» **Problem A**: Using the article on the vitamin E–galactose polymer, rewrite the text from "The approach takes" up to and including "E is released.", swapping "Dr Davis" for "the lead researcher".
» **Problem B**: List every university and company that the vitamin E polymer article names as involved in the research.
» **Problem C**: According to the fertility polymer article, where was the researchers' paper published?

» **Passage provided**:
►

From rxpgnews.com

Infertility
Fertility enhanced with Vitamin E- Galactose hybrid polymer
By University of Oxford
Sep 29, 2005, 20:56

The sperm vitality of pigs can be enhanced and fertility rates increased through the use of a new hybrid polymer, according to research led by Dr Ben Davis of the Department of Chemistry. The approach might be used to increase sperm vitality and lifespan in other mammals, for example during human infertility treatment.

During artificial insemination procedures mammalian sperm is particularly vulnerable to damage through exposure to oxygen. The antioxidant vitamin E is a powerful defence against oxidative damage, but is difficult to deliver to cells. In a paper published in the October issue of Nature Chemical Biology the researchers report the design and application of a new hybrid polymer to deliver vitamin E to sperm, boosting its vitality and lifespan.

The approach takes advantage of highly specific carbohydrate-binding proteins present on the surface of mammalian sperm cells which recognize galactose, a simple sugar. In collaboration with colleagues at the University of Durham and JSR Healthbred, Dr Davis designed a polymer that combines vitamin E with galactose. The galactose acts as a targeting agent, helping to deliver the vitamin E to the surface of the sperm cell. When the polymer binds to the surface of the sperm cell, it is transported across the cell membrane, whereupon the vitamin E is released.

Using polymers labelled with fluorescent dye, the researchers were able to visualize the galactose-containing polymers crossing the cell membrane. However, a galactose-free polymer was not internalised, demonstrating that polymer internalisation depends on the galactose interaction with the sperm cell surface.

The sperm cells treated with the new hybrid polymer had enhanced physiological properties and a longer life-span, resulting in enhanced fertilization rates after artificial insemination. Further application of the technique could potentially enhance fertility in other mammals in situations when sperm may have to be stored outside the body for long periods, such as in human infertility treatment or in breeding of rare and endangered species.

Dr Davis said: ‘Our results indicate that hybrid polymer delivery systems can prolong the functional viability of mammalian sperm and can improve fertility rates. In addition, the further application of this technique could provide a useful means to discover new carbohydrate-protein interactions. Most carbohydrate-binding proteins are characterized in terms of simple sugars but the genuine ligands are more likely to be much more complex cell-surface conjugates. This polymer is just one of several systems that we think could act as good functional mimics of these more complex sugar systems. With these types of biological mimics in hand we can really start to unpick the role of complex carbohydrates in nature.’

◄

» **Provided data**:
►

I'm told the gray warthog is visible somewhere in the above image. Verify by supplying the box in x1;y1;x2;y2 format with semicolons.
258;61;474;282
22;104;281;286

◄

» **Exercise answer A**:
The approach takes advantage of highly specific carbohydrate-binding proteins present on the surface of mammalian sperm cells which recognize galactose, a simple sugar. In collaboration with colleagues at the University of Durham and JSR Healthbred, the lead researcher designed a polymer that combines vitamin E with galactose. The galactose acts as a targeting agent, helping to deliver the vitamin E to the surface of the sperm cell. When the polymer binds to the surface of the sperm cell, it is transported across the cell membrane, whereupon the vitamin E is released.

» **Exercise answer B**:
University of Oxford
University of Durham
JSR Healthbred

» **Exercise answer C**: In the October issue of Nature Chemical Biology.